● What you are asked to do:
Copy exactly the run of lines that begins at the line with "Where can the logo" and ends at the final line of the entries.

● Dataset extract:

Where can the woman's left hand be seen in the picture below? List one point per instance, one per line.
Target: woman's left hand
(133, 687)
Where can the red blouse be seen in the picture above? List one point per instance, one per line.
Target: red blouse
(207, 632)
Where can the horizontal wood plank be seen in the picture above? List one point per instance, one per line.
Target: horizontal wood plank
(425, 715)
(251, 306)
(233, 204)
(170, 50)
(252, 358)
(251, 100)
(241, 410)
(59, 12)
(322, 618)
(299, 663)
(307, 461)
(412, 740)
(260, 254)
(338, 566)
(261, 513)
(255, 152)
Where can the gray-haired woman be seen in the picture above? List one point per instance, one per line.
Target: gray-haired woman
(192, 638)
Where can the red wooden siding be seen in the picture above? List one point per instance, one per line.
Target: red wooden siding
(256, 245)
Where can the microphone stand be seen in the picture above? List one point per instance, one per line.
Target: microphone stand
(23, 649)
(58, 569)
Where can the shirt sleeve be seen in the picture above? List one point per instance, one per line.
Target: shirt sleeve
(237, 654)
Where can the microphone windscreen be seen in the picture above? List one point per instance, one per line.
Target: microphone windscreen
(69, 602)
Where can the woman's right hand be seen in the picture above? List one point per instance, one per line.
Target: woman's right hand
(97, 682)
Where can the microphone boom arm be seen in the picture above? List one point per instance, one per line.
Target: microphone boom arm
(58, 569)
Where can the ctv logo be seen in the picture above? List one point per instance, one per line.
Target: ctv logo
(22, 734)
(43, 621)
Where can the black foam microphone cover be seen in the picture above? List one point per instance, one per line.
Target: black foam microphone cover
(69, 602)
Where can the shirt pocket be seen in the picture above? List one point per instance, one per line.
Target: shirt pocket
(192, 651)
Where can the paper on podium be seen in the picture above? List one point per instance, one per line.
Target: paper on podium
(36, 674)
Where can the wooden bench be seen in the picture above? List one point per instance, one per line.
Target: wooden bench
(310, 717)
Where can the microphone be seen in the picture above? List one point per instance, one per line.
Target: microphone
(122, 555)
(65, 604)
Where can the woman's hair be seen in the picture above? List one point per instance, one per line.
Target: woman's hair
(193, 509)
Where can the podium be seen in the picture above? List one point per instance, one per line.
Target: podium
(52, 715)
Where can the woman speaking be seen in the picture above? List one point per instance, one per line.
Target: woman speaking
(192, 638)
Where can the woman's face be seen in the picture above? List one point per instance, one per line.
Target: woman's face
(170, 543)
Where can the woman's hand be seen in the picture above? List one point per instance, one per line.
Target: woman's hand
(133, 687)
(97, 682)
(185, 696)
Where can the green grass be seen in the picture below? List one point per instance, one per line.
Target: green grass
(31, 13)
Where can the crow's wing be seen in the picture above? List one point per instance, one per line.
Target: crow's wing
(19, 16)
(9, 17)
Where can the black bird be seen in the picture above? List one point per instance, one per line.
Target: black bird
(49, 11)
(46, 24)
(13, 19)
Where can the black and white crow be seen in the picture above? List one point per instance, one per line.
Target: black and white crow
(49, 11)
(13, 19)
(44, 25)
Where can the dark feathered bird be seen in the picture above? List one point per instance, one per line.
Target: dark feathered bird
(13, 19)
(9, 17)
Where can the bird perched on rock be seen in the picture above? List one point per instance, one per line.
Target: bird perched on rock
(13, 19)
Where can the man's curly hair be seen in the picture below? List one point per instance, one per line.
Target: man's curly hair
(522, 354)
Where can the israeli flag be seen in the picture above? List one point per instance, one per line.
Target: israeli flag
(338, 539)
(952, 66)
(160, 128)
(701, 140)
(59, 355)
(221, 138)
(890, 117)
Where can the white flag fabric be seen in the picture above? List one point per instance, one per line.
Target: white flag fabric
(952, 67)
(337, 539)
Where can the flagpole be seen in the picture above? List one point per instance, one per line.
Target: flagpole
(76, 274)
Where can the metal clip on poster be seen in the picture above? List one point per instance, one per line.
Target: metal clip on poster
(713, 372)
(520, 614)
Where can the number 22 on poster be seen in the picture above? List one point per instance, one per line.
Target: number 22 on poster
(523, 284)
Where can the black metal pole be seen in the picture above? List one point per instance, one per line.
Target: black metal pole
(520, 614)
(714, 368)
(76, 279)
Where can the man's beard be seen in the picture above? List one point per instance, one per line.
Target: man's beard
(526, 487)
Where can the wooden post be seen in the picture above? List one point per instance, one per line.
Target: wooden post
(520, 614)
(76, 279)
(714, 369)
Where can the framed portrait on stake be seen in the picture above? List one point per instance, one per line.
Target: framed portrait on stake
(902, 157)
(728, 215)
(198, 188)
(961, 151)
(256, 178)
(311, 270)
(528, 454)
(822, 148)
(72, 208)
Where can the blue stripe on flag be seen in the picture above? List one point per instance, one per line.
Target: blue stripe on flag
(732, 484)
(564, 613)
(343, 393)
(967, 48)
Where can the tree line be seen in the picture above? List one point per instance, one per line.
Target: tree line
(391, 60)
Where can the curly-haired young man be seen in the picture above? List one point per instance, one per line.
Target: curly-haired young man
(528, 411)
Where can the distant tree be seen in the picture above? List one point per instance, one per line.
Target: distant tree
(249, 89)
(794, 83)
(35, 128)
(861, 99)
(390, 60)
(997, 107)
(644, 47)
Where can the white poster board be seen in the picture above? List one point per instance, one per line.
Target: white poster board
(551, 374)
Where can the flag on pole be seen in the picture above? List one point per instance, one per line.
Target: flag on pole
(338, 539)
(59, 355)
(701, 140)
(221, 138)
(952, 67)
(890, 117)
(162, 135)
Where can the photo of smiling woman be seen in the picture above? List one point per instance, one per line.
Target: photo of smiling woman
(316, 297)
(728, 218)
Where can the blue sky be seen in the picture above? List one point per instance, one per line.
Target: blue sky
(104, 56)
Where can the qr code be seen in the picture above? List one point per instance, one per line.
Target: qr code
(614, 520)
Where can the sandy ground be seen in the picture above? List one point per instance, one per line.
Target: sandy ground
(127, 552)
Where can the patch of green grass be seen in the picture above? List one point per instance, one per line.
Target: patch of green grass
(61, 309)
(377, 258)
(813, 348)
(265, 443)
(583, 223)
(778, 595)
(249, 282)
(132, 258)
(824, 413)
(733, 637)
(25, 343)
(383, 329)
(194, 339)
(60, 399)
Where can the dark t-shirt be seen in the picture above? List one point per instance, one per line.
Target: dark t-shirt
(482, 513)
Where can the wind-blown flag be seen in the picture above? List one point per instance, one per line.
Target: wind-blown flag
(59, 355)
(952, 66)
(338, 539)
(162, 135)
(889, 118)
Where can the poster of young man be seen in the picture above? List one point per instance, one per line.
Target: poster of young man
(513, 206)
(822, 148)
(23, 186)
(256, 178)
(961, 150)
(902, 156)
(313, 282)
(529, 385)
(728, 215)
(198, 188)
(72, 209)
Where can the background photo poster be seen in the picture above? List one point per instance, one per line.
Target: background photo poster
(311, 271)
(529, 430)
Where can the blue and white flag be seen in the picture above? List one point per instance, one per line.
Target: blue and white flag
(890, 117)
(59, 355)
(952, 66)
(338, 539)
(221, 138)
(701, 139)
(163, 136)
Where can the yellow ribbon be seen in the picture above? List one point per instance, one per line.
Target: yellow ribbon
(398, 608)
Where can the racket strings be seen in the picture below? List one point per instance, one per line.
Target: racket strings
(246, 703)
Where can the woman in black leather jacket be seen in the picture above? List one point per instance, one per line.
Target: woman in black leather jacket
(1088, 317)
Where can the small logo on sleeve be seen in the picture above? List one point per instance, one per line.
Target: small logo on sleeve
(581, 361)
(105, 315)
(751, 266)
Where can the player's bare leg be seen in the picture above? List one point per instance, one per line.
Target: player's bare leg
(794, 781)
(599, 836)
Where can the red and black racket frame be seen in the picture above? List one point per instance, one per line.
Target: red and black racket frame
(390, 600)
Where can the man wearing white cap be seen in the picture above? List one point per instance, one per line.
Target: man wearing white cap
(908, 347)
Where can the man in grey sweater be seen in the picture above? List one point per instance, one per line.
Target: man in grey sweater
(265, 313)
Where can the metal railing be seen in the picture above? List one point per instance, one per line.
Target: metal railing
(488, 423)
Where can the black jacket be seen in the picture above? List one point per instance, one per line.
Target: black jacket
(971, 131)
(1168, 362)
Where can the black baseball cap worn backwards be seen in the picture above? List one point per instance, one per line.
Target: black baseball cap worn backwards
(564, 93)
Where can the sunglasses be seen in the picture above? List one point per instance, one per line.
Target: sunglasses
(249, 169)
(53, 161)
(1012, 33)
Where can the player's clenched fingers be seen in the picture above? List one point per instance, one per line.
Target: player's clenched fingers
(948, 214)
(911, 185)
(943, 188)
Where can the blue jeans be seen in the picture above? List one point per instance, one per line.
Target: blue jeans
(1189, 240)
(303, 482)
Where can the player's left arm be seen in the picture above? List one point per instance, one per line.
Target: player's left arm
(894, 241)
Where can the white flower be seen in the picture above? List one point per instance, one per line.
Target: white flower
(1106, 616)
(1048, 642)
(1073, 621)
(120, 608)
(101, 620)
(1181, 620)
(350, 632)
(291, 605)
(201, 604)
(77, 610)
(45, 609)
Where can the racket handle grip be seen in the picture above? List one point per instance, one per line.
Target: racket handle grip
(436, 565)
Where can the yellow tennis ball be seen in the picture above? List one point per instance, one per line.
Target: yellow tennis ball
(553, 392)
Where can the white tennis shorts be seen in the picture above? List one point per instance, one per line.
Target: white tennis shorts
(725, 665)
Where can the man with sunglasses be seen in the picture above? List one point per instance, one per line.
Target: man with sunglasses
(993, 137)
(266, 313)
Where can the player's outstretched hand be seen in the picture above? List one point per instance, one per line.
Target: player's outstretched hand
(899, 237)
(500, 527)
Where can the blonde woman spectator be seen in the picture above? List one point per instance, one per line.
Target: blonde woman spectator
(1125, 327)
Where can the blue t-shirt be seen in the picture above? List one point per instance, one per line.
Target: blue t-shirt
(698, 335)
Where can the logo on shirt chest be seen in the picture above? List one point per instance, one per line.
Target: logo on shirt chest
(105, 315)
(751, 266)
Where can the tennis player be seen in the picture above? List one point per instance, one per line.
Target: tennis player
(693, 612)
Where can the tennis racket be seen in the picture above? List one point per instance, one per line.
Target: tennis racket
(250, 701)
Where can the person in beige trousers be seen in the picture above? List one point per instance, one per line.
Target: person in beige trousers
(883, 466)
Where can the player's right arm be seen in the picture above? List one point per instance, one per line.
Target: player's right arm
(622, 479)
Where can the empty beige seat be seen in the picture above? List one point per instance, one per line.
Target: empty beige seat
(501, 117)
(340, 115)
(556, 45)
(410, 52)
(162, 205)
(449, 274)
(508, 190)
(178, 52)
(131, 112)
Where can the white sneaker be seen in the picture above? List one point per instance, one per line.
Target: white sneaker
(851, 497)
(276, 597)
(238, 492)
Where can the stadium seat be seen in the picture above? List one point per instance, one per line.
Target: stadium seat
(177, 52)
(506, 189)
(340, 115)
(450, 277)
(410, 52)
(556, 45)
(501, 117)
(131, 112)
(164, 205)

● Solution for this problem:
Where can the logo on shirt chest be seen in the picture above? List one point per instance, one per line.
Target: logo on shirt chest
(105, 315)
(751, 266)
Where can the tennis player be seen in the picture above? List one point per instance, one per line.
Target: tennis player
(693, 612)
Where can the tennis racket be seen in the picture above? List one point per instance, one per line.
Target: tennis racket
(250, 701)
Where can the person in beige trousers be seen in the picture above? List one point per instance, one per line.
Target: person in beige trousers
(883, 466)
Where can the player's right arm be seen in the picture above? List one point per instance, one per line.
Target: player's right arm
(622, 479)
Where can the empty beige seat be seen in the picture above? List one point per instance, one per line.
Target: empty beige seat
(501, 117)
(340, 115)
(556, 45)
(410, 52)
(162, 205)
(449, 274)
(508, 190)
(178, 52)
(131, 112)
Where can the white sneaker be seen in the picture above? List one point per instance, one per line.
Target: white sneaker
(851, 497)
(276, 597)
(238, 492)
Where can the stadium seat be seen in the picture above? List one point per instance, one per line.
Target: stadium seat
(177, 52)
(506, 189)
(340, 115)
(450, 277)
(410, 52)
(556, 45)
(501, 117)
(131, 112)
(164, 205)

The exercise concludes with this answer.